- [Check your understanding]
1. In the biography of Cynthia Hayes, how many years did she spend as a management consultant?
2. Continue the biography of Cynthia Hayes from where it stops.

CYNTHIA HAYES is a former journalist, hospital executive, and cancer survivor who currently advocates for and mentors cancer patients. She has been preparing her whole life to write The Big Ordeal. She learned the basics of interviewing, synthesizing information, finding the headlines, and telling a story as a journalist early in her career. After a brief interruption to earn an MBA from Harvard Business School, Hayes spent twenty-five years as a management consultant. In that role, success depended on her ability to jump into new topics, ask sensitive questions, understand specialized information, and turn complex findings into a compelling narrative.
Shortly prior to her own diagnosis, Hayes resigned from Montefiore Medical Center in New York, where for three years she had served as vice president and chief marketing officer, focused on telling stories of health and recovery. While at Montefiore, she gained a deeper understanding of medicine and had the opportunity to build relationships with cancer professionals and other experts who helped her write The Big Ordeal.

- [Point-per-instance localization data]

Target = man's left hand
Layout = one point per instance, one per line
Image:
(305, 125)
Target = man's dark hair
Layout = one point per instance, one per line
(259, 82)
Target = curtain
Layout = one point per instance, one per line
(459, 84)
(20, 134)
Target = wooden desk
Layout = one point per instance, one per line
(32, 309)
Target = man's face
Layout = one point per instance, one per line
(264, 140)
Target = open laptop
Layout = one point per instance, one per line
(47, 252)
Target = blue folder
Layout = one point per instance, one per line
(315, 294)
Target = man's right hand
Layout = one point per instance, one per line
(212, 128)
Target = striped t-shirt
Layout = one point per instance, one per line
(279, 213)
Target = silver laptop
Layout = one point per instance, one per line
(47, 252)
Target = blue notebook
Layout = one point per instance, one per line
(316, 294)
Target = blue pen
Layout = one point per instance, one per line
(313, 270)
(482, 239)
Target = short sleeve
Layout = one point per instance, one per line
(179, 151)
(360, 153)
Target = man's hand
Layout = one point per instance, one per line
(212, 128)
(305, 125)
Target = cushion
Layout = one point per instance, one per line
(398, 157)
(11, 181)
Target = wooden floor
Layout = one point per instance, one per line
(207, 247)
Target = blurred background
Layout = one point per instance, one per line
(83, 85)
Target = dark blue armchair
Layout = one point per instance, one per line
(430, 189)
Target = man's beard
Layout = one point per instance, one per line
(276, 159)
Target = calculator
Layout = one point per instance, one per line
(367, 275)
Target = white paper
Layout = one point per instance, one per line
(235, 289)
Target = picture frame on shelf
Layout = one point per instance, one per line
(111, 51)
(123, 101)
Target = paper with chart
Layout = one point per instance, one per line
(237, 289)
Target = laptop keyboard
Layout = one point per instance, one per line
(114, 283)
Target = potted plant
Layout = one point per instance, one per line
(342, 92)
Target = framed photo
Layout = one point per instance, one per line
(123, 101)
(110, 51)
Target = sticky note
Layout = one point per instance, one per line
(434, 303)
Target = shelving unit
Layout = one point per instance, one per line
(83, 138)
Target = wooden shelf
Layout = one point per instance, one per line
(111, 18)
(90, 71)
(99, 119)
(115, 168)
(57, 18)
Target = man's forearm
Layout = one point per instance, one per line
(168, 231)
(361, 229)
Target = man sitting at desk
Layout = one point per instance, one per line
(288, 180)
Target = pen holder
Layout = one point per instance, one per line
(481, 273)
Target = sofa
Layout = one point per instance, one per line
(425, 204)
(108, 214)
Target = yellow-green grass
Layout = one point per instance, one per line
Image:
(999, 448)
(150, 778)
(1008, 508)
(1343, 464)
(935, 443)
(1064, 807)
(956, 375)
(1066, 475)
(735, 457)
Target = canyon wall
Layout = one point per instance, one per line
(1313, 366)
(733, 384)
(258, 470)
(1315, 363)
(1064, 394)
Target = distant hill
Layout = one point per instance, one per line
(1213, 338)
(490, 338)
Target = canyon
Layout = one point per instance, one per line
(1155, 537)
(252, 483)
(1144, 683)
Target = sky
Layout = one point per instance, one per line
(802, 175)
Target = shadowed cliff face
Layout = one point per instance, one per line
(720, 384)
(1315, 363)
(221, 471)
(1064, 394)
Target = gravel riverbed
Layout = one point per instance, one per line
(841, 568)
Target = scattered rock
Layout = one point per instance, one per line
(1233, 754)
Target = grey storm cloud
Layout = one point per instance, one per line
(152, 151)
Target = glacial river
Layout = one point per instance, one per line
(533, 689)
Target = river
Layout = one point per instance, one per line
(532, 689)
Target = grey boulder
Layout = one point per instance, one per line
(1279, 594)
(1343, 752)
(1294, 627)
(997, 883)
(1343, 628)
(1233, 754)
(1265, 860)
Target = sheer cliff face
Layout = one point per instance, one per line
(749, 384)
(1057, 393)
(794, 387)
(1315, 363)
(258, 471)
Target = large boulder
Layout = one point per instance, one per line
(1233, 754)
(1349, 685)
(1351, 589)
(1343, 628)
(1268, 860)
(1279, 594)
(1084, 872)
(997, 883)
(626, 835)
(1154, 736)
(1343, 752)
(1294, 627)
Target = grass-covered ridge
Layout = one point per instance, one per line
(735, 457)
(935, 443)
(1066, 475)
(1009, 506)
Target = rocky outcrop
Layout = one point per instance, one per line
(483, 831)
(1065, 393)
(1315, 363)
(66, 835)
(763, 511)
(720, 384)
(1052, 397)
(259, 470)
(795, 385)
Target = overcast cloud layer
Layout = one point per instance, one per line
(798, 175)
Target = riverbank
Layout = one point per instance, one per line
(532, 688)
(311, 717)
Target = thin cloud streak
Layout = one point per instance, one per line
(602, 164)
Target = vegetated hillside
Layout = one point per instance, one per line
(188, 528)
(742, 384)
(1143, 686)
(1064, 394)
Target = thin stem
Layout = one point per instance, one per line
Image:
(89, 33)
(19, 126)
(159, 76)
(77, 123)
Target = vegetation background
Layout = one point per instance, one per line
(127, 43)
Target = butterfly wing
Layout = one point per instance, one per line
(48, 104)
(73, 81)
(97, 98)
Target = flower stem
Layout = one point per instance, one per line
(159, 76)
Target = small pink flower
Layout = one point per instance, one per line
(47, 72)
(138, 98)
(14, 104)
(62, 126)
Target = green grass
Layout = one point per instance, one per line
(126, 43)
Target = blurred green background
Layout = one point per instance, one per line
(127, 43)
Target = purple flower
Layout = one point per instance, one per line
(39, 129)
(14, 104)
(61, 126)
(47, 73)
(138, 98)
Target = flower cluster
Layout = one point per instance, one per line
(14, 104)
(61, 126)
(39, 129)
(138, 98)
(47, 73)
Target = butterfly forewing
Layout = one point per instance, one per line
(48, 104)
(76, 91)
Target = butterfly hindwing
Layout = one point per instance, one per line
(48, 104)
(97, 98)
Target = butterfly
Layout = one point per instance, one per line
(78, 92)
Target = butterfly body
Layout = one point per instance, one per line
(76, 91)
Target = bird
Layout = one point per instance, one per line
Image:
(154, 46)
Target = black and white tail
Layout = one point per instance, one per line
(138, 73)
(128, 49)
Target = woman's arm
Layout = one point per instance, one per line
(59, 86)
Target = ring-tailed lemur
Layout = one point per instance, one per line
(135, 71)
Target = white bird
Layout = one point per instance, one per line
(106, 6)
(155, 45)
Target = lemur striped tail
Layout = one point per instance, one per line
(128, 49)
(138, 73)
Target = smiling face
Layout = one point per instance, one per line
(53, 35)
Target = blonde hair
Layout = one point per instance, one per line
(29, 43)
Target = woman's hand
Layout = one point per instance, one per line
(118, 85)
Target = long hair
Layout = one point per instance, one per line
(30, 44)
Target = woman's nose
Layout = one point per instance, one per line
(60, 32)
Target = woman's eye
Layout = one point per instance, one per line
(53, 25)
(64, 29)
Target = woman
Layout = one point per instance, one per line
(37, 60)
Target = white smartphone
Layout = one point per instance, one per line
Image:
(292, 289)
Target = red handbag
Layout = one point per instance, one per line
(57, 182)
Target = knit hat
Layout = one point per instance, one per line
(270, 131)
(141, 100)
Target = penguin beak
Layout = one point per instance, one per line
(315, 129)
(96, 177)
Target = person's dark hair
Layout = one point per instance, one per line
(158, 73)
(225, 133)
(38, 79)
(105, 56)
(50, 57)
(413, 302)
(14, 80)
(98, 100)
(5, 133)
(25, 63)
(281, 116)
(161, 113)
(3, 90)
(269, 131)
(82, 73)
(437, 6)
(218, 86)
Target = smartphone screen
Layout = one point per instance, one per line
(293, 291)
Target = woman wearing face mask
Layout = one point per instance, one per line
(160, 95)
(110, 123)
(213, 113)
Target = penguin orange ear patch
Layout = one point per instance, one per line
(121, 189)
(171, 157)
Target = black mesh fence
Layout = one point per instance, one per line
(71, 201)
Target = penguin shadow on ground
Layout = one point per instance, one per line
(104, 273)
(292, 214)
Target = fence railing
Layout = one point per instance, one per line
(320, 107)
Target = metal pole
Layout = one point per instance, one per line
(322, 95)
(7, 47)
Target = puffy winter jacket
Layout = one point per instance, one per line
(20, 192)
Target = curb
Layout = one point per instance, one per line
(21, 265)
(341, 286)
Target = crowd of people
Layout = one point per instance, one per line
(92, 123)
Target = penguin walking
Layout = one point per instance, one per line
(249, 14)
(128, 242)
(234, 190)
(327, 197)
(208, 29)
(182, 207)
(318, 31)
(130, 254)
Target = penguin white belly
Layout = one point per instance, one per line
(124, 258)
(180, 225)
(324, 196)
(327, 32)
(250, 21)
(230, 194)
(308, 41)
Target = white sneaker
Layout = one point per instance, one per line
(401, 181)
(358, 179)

- [Responses]
1. Twenty-five years.

2.
When Hayes is not on the tennis court or writing, she mentors patients at Mount Sinai Hospital through the Woman to Woman program, and serves as a BOLD Buddy peer mentor to patients at the Montefiore Einstein Center for Cancer Care in the Bronx. She is a director of Moving For Life, which encourages cancer recovery through dance exercise, and of Global Focus on Cancer, which provides education and support for patients in developing countries.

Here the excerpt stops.